◆ THE RECORDS:

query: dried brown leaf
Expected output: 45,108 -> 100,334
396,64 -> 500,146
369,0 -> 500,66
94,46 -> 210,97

◆ WHAT YOU WILL DO: Render the material above as a JSON array of strings, one string per line, leaving out any blank lines.

◆ WRITTEN SOLUTION:
[
  "query: dried brown leaf",
  "Expected output: 45,108 -> 100,334",
  "396,64 -> 500,146",
  "369,0 -> 500,66",
  "94,46 -> 210,97"
]